**Objective**
Copy all of the following data verbatim, keeping every character and line break unchanged.

-------- Material --------

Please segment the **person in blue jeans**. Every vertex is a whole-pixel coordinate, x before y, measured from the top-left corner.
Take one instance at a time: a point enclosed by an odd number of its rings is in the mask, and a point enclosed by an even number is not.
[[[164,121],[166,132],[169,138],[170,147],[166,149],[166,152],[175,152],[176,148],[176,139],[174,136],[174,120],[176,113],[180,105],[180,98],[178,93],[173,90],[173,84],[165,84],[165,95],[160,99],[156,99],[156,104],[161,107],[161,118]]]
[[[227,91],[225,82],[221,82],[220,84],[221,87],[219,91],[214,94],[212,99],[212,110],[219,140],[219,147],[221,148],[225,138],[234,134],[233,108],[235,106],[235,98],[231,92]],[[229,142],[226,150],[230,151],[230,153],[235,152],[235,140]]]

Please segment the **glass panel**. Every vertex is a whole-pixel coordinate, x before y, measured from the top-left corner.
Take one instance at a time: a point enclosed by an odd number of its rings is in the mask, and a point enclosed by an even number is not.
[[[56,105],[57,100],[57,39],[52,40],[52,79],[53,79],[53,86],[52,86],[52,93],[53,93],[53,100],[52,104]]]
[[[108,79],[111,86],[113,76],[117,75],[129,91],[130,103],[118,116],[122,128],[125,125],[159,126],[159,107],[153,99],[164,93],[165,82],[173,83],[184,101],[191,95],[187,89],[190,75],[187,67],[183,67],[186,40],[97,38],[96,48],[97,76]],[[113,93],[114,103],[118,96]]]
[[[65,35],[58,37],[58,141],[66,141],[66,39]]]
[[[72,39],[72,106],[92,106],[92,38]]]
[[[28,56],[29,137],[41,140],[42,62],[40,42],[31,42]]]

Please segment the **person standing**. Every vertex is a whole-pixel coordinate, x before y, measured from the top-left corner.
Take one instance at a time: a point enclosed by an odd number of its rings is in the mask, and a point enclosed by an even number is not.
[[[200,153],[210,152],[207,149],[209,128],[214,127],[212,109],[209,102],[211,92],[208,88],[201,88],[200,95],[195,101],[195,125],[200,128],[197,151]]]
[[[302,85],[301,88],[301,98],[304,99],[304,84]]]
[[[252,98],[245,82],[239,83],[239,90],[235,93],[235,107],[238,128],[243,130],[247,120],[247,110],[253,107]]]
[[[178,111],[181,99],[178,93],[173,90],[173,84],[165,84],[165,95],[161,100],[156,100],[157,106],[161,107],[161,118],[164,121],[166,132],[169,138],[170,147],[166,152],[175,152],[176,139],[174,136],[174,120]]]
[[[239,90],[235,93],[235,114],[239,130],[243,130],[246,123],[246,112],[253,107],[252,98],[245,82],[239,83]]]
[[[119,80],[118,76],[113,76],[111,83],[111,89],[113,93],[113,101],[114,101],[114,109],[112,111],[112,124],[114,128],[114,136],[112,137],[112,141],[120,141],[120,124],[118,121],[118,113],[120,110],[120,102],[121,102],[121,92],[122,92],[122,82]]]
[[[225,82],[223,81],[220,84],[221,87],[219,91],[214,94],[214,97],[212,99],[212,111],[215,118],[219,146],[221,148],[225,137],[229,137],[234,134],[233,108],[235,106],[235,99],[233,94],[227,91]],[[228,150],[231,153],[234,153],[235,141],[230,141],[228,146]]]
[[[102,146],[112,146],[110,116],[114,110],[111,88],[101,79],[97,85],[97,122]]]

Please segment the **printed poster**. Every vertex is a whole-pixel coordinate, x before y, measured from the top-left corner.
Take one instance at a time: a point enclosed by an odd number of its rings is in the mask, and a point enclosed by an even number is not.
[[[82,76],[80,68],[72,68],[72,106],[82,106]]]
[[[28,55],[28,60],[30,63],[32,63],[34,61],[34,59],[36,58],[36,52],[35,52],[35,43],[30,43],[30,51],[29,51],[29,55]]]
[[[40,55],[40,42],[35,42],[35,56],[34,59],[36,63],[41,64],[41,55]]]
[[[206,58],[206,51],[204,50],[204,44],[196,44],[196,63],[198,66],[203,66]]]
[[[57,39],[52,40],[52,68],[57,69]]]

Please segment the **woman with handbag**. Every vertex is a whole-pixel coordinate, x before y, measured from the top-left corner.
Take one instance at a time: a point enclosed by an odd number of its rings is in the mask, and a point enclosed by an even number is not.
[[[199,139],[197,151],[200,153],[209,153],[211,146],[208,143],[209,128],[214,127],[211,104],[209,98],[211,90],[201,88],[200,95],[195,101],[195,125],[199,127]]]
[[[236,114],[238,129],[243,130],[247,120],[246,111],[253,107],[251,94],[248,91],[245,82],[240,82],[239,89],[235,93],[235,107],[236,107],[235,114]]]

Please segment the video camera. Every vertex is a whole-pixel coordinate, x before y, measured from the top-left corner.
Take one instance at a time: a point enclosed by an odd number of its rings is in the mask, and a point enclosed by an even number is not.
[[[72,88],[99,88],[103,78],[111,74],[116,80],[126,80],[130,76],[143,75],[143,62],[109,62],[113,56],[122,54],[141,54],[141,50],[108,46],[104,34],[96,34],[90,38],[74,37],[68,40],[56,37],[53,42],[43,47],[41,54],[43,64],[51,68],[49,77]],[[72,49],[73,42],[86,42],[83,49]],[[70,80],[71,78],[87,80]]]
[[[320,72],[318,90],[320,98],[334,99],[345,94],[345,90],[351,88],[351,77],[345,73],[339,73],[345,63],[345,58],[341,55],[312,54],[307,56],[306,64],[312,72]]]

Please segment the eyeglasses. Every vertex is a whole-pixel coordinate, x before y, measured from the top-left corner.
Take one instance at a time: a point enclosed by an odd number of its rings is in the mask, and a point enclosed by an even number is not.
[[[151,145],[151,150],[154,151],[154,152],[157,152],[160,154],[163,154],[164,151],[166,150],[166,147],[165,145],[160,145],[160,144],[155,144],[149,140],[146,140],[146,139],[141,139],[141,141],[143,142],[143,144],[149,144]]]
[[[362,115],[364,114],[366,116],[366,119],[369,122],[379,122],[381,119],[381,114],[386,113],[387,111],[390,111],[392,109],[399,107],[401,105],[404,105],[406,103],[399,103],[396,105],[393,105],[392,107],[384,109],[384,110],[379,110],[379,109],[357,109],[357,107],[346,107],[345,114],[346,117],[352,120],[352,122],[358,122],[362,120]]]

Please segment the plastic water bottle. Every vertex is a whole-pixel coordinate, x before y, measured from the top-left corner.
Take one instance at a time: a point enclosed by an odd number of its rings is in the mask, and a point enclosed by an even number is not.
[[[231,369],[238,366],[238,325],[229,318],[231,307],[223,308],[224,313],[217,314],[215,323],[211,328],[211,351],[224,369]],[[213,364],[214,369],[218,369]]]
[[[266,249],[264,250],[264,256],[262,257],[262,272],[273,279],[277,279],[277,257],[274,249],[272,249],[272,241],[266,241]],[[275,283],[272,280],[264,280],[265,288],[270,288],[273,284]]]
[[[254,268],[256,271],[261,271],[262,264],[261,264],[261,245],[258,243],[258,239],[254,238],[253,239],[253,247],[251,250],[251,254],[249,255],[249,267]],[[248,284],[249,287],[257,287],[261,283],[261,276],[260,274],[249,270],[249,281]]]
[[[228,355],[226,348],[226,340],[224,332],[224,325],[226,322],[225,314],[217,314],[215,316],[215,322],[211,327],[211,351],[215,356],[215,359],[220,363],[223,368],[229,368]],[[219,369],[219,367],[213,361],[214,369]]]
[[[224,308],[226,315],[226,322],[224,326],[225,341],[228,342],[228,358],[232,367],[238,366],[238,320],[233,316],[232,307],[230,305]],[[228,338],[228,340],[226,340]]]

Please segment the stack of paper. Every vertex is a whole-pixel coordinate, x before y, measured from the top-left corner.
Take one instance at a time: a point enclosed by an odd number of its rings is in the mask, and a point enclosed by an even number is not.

--------

**Reply to the exercise**
Please segment the **person in blue jeans**. Every vertex is a whole-pixel coordinate, x before y, measured from the top-left corner.
Take one instance at a time: a point enclosed by an odd number of its rings is in the mask, and a point enclosed by an even number is not.
[[[164,121],[166,132],[169,138],[170,147],[166,149],[166,152],[175,152],[176,148],[176,139],[174,136],[174,120],[176,113],[180,105],[180,98],[178,93],[173,90],[173,84],[165,84],[165,95],[160,99],[156,99],[156,104],[161,107],[161,118]]]
[[[227,91],[225,82],[221,82],[220,84],[221,87],[219,91],[214,94],[212,99],[212,110],[219,140],[219,147],[221,148],[225,138],[234,134],[233,108],[235,106],[235,98],[231,92]],[[229,142],[226,150],[230,151],[230,153],[235,152],[235,140]]]

Please segment the **glass panel**. Every vertex is a whole-pixel coordinate, x before y, measured from the top-left corner.
Take one instance at a time: a point enclosed by an odd number of its rings is in the mask, and a point enclosed by an even number is not.
[[[56,105],[57,100],[57,39],[52,40],[52,79],[53,79],[53,86],[52,86],[52,93],[53,93],[53,100],[52,104]]]
[[[108,79],[111,86],[113,76],[117,75],[129,91],[130,103],[118,116],[122,128],[125,125],[159,126],[159,107],[153,99],[164,93],[165,82],[173,83],[184,101],[191,95],[187,89],[190,75],[187,67],[183,67],[186,40],[97,38],[96,48],[97,76]],[[113,93],[114,103],[118,96]]]
[[[65,35],[58,37],[58,141],[66,141],[66,39]]]
[[[72,39],[72,106],[92,106],[92,38]]]
[[[28,56],[29,137],[41,140],[42,62],[40,42],[31,42]]]

Please segment the **person standing**. Every vertex is a whole-pixel coordinate, x before y, measured from the top-left corner.
Take one instance at a time: a point enclosed by an odd number of its rings is in the mask, and a point enclosed by an even number is not.
[[[200,153],[210,152],[207,149],[209,128],[214,127],[212,109],[209,102],[211,92],[208,88],[201,88],[200,95],[195,101],[195,125],[200,128],[197,151]]]
[[[302,85],[301,88],[301,98],[304,99],[304,84]]]
[[[252,98],[245,82],[239,83],[239,90],[235,93],[235,107],[238,128],[243,130],[247,120],[247,110],[253,107]]]
[[[178,111],[181,99],[178,93],[173,90],[173,84],[165,84],[165,95],[161,100],[156,100],[157,106],[161,107],[161,118],[164,121],[166,132],[169,138],[170,147],[166,152],[175,152],[176,139],[174,136],[174,120]]]
[[[239,90],[235,93],[235,114],[239,130],[243,130],[246,123],[246,112],[253,107],[252,98],[245,82],[239,83]]]
[[[119,80],[118,76],[113,76],[111,83],[111,89],[113,93],[113,101],[114,101],[114,109],[112,111],[112,124],[114,128],[114,136],[112,137],[112,141],[120,141],[120,124],[118,121],[118,113],[120,110],[120,102],[121,102],[121,92],[122,92],[122,82]]]
[[[225,82],[223,81],[220,84],[221,87],[219,91],[214,94],[214,97],[212,99],[212,111],[215,118],[219,146],[221,148],[225,137],[229,137],[234,134],[233,108],[235,106],[235,99],[233,94],[227,91]],[[228,150],[231,153],[234,153],[235,141],[230,141],[228,146]]]
[[[102,146],[112,146],[110,116],[114,110],[111,88],[101,79],[97,85],[97,122]]]

Please segment the **printed poster**. Every vertex is a whole-pixel coordinate, x before y, measured from the top-left corner.
Take one instance at a time: a point enclosed by an odd number of its rings is in the mask, and a point enclosed by an even number is not.
[[[82,76],[80,68],[72,68],[72,106],[82,106]]]
[[[28,55],[28,60],[30,63],[32,63],[34,61],[34,59],[36,58],[36,52],[35,52],[35,43],[30,43],[30,51],[29,51],[29,55]]]
[[[40,55],[40,42],[35,42],[35,56],[34,59],[36,63],[41,64],[41,55]]]
[[[206,58],[206,51],[204,50],[204,44],[196,44],[196,63],[198,66],[203,66]]]
[[[57,39],[52,40],[52,68],[57,69]]]

Please segment the **woman with handbag**. Every vertex is a whole-pixel coordinate, x before y, measured from the top-left corner.
Take one instance at a time: a point enclosed by an odd number of its rings is in the mask, and a point enclosed by an even number is not.
[[[199,139],[197,151],[200,153],[209,153],[211,146],[208,143],[209,128],[214,127],[211,104],[209,98],[211,90],[201,88],[200,95],[195,101],[195,125],[199,127]]]
[[[236,114],[238,129],[243,130],[247,120],[246,111],[253,107],[251,94],[248,91],[245,82],[240,82],[239,89],[235,93],[235,107],[236,107],[235,114]]]

Please segment the video camera. Every vertex is a whole-pixel coordinate, x before y, measured from the top-left corner.
Take one instance at a time: a point enclosed by an odd number of its rings is in the mask, and a point enclosed by an even number is not.
[[[72,88],[99,88],[103,78],[111,74],[116,80],[126,80],[130,76],[143,75],[143,62],[109,62],[113,56],[122,54],[141,54],[141,50],[108,46],[104,34],[96,34],[90,38],[74,37],[68,40],[56,37],[53,42],[43,47],[41,54],[43,64],[51,68],[49,77]],[[72,49],[73,42],[86,42],[83,49]],[[70,80],[71,78],[87,80]]]
[[[320,72],[318,90],[320,98],[334,99],[345,94],[345,90],[351,88],[351,77],[345,73],[339,73],[345,63],[345,58],[341,55],[312,54],[307,56],[306,64],[312,72]]]

Please segment the eyeglasses. Every vertex is a whole-pixel coordinate, x before y, measured from the top-left corner.
Take one instance at a time: a point enclosed by an odd number of its rings is in the mask, and a point enclosed by an even number is not.
[[[151,145],[151,150],[154,151],[154,152],[157,152],[160,154],[163,154],[164,151],[166,150],[166,147],[165,145],[160,145],[160,144],[155,144],[149,140],[146,140],[146,139],[141,139],[141,141],[143,142],[143,144],[149,144]]]
[[[362,115],[364,114],[366,116],[366,119],[369,122],[379,122],[381,119],[381,114],[386,113],[387,111],[390,111],[392,109],[399,107],[401,105],[404,105],[406,103],[399,103],[396,105],[393,105],[392,107],[384,109],[384,110],[379,110],[379,109],[357,109],[357,107],[346,107],[345,114],[346,117],[352,120],[352,122],[358,122],[362,120]]]

Please segment the plastic water bottle. Every vertex is a whole-pixel coordinate, x before y, measured from the top-left corner.
Take one instance at a time: a point enclosed by an odd number of its rings is in the mask, and a point enclosed by an even number is not.
[[[231,369],[238,366],[238,325],[229,318],[231,307],[223,308],[224,313],[217,314],[215,323],[211,328],[211,351],[224,369]],[[213,364],[214,369],[218,369]]]
[[[266,249],[264,250],[264,256],[262,257],[262,272],[273,279],[277,279],[277,257],[274,249],[272,249],[272,241],[266,241]],[[275,283],[272,280],[264,280],[265,288],[270,288],[273,284]]]
[[[254,268],[256,271],[261,271],[262,264],[261,264],[261,245],[258,243],[258,239],[254,238],[253,239],[253,247],[251,250],[251,254],[249,255],[249,267]],[[248,284],[249,287],[257,287],[261,283],[261,276],[260,274],[249,270],[249,281]]]
[[[228,355],[226,348],[226,340],[224,332],[224,325],[226,322],[225,314],[217,314],[215,316],[215,322],[211,327],[211,351],[215,356],[215,359],[220,363],[223,368],[229,368]],[[219,369],[219,367],[213,361],[214,369]]]
[[[224,308],[226,315],[226,322],[224,326],[225,341],[228,342],[228,358],[232,367],[238,366],[238,320],[233,316],[232,307],[230,305]],[[228,338],[228,340],[226,340]]]

Please segment the stack of paper. Every vertex is a whole-pixel coordinate, x before y, measured from the top-left corner.
Take one instance at a time: a point enclosed by an odd number of its rings is in the mask, and a point enclosed by an even number is not.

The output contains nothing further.